• Exercice 1:
Relevez tout ce que, d'après la dernière phrase du texte sur la religion et l'économie, « nous consommions » aussi.
• Exercice 2:
Poursuivez le texte sur la religion et l'économie après sa dernière phrase.

• Document source:
»»
Toute expérience religieuse comporte une dimension de consommation. On ne va pas à l'église, et on n'y allait pas au cours des siècles passés, pour remplir une obligation morale, par peur de l'enfer ou pour ne pas être discriminé par ses concitoyens.

par Luigino Bruni

publié dans Messaggero di Sant'Antonio le 02/05/2025

Le langage de l'économie peut parfois nous aider à comprendre des phénomènes qui n'ont pas grand-chose à voir avec l'économie. La religion, et les croyances en général, font partie de ces réalités qui révèlent quelque chose d'elles-mêmes si on les fait parler dans le langage de l'économie. Toute expérience religieuse comporte une dimension de consommation. On ne va pas à l'église, et on n'y allait pas dans les siècles passés, par simple obligation morale, par peur de l'enfer ou pour ne pas être discriminé par ses compatriotes. On allait aussi à l'office parce qu'on aimait et qu'on aime encore se plonger pendant une heure dans une atmosphère bienfaisante, contempler les tableaux des saints, de la Vierge et de Jésus, toucher les statues de saint Antoine et de sainte Rita, respirer l'odeur de l'encens. Et puis nous aimions les processions, les chants, les baldaquins, les coups de feu, les chemins de Croix où nous pleurions tous en nous reconnaissant en Jésus, nous qui étions aussi crucifiés et qui ressuscitions un peu avec lui. Dans une existence brève, triste et pauvre, les messes et les offices étaient nos produits de luxe : nous entrions dans ces lieux somptueux et nous nous sentions, pour un temps, presque comme des riches et des seigneurs. Nous consommions aussi des émotions, des biens relationnels, du confort, de la musique, de l'art, des chants, l'Eucharistie.
««
• Données extraites:
»»
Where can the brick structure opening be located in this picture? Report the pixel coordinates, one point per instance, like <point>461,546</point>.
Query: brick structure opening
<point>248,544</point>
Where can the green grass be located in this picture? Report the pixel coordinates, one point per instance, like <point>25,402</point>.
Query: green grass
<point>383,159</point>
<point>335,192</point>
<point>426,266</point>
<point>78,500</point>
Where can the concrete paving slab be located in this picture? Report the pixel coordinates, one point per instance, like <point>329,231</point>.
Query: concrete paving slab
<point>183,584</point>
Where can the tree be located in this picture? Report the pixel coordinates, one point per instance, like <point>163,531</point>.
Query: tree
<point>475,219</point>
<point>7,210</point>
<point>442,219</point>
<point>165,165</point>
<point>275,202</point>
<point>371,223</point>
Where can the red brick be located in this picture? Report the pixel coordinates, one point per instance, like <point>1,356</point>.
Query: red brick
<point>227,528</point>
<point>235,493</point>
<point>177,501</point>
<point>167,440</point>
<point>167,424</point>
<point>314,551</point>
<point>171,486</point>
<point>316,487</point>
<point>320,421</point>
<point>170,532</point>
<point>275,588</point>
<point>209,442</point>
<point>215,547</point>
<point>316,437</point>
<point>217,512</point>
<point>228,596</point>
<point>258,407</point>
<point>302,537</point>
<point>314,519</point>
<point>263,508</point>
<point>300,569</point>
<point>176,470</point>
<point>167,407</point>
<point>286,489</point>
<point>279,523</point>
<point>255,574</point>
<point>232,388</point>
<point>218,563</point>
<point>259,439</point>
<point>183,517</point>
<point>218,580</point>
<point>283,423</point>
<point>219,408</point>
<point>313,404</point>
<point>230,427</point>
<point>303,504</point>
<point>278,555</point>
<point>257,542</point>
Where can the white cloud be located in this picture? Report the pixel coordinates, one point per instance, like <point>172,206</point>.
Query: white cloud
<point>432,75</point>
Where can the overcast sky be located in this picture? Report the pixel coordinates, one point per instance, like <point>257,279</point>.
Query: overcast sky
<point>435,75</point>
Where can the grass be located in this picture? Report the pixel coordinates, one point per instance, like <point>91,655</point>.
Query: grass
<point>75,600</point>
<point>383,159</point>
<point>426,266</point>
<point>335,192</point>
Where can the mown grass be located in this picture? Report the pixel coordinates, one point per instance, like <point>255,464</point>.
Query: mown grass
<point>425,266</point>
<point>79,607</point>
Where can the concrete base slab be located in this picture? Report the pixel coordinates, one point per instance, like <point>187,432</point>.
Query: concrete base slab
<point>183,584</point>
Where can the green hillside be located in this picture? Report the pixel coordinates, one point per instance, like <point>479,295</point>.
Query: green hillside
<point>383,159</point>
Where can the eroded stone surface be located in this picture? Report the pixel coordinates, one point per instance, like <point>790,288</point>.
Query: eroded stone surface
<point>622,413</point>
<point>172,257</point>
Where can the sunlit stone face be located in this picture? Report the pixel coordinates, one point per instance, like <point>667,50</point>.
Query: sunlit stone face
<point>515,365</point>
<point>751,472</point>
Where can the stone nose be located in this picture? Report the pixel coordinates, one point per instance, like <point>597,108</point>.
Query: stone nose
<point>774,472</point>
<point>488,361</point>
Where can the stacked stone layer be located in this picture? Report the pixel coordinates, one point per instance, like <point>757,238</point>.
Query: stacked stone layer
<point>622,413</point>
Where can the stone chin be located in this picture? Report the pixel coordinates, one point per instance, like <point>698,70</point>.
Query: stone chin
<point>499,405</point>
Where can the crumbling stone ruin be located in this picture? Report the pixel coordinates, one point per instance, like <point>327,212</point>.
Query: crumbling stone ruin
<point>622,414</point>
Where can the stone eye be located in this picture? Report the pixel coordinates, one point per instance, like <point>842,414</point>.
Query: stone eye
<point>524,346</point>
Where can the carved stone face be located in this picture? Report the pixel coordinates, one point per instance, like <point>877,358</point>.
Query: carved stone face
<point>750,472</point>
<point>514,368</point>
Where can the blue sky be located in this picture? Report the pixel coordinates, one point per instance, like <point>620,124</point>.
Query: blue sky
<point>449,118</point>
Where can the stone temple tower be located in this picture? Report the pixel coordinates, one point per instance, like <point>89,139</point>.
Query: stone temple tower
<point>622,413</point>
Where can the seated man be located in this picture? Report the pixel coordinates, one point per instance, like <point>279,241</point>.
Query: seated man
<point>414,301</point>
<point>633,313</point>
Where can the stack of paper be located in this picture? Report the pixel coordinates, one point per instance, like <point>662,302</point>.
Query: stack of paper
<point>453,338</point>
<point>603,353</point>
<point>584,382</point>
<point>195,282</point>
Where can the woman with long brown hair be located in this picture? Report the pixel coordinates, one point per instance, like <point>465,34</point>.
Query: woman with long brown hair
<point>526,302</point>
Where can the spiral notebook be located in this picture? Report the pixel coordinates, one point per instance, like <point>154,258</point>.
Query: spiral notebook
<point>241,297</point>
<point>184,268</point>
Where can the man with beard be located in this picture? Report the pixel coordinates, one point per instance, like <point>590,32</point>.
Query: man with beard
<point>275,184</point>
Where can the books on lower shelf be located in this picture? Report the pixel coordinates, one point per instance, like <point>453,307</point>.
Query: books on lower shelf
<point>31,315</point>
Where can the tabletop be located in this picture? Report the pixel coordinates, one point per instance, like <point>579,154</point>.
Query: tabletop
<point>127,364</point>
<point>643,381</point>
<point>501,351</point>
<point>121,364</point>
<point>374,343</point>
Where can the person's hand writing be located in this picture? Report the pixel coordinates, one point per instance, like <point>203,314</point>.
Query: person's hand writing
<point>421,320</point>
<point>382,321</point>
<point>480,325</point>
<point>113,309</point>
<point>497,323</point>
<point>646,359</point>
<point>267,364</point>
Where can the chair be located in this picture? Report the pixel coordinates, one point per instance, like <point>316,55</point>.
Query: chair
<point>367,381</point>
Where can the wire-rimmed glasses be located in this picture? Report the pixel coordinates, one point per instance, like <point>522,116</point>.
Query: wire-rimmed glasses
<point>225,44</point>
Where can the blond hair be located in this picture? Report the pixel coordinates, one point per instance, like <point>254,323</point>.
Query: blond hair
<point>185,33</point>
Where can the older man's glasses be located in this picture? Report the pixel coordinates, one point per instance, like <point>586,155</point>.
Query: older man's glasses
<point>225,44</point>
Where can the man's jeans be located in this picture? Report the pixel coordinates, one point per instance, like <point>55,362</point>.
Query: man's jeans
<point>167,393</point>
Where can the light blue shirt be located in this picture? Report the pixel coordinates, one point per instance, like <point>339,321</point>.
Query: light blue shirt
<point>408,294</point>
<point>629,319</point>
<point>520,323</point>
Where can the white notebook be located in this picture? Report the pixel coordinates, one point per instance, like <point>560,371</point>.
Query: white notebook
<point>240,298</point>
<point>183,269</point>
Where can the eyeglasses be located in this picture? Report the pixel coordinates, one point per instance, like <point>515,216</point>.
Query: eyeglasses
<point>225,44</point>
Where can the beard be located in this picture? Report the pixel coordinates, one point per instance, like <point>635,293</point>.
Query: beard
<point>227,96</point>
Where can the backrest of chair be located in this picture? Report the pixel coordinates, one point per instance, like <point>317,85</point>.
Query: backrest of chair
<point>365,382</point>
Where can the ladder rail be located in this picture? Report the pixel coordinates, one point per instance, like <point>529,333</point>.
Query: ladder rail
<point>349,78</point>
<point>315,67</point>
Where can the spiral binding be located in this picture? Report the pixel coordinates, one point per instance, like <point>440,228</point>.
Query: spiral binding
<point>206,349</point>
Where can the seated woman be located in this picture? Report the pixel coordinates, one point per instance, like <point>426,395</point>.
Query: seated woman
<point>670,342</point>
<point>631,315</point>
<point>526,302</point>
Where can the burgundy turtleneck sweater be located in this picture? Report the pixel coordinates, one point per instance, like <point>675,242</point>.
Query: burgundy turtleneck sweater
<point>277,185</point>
««
• Réponse rédigée 1:
Des émotions, des biens relationnels, du confort, de la musique, de l'art, des chants et l'Eucharistie.

• Réponse rédigée 2:
Aujourd'hui encore, nous ne pouvons pas comprendre pas la pratique religieuse sans sa dimension de consommation. Si nous observons les lieux et les communautés qui attirent encore les jeunes, nous y trouvons assurément de nombreux biens de consommation qui satisfont les besoins des gens. Des expériences d'émotions fortes, de chants en commun, de guérisons, de transes extatiques avec des chants longuement répétés, tous ensemble. Nous y trouvons également la consommation de biens relationnels : être ensemble, entendre les mêmes choses, dire les mêmes prières, accomplir les mêmes actions caritatives. Certes, on fait ensemble quelque chose « pour » les autres et « pour » Dieu, mais aussi, et peut-être surtout, quelque chose « avec » les autres. Il n'y a pas d'expérience religieuse sans cette consommation particulière, et si une communauté, naguère florissante et aujourd'hui en crise, veut tenter un nouveau printemps, elle doit se demander ce qu'elle peut offrir aux gens pour répondre aux nouveaux besoins.

Mais, et c'est là tout l'enjeu, si la consommation communautaire et la zone de confort collective dépassent un seuil critique, cette consommation se transforme de bénédiction en malédiction. Le jour où nous assistons à des messes, à des réunions et à des offices uniquement ou principalement pour consommer des émotions, la religion devient un pur produit de confort et une forme de consumérisme spirituel. Une expérience qui n'exige plus rien de nous, mais qui se contente de nous divertir avec des flux d’émotions, comme on le fait en regardant la télévision ou un spectacle. La sagesse des responsables de communauté consiste presque entièrement à comprendre quand ce besoin de consommation nécessaire franchit un seuil invisible, et à s'arrêter s'il en est encore temps. Comment ? En quittant sa maison, en quittant les églises et les lieux confortables pour s’en retourner pauvres et libres le long des routes. Comme François, comme le Christ.